### What is needed
Can you swap each "keypoint" for "marker" in the lines below and give them back with nothing else altered?

### Input data
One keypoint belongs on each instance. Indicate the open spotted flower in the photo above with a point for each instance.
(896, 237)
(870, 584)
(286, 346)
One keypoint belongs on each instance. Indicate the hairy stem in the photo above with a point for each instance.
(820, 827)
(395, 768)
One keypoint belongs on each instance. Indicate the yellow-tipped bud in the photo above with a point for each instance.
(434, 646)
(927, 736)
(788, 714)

### Response to this exercise
One marker belongs on each instance. Indicate the open spotted flower in the photo above with a point for each instance.
(896, 237)
(870, 584)
(286, 346)
One marker belongs on each instance. Indicate the hairy stem in the photo above with a point for each instance.
(820, 827)
(395, 768)
One marker belongs on each instance. Indicate the yellow-tipped bud in the photo above with a point for each instance.
(434, 646)
(927, 736)
(788, 714)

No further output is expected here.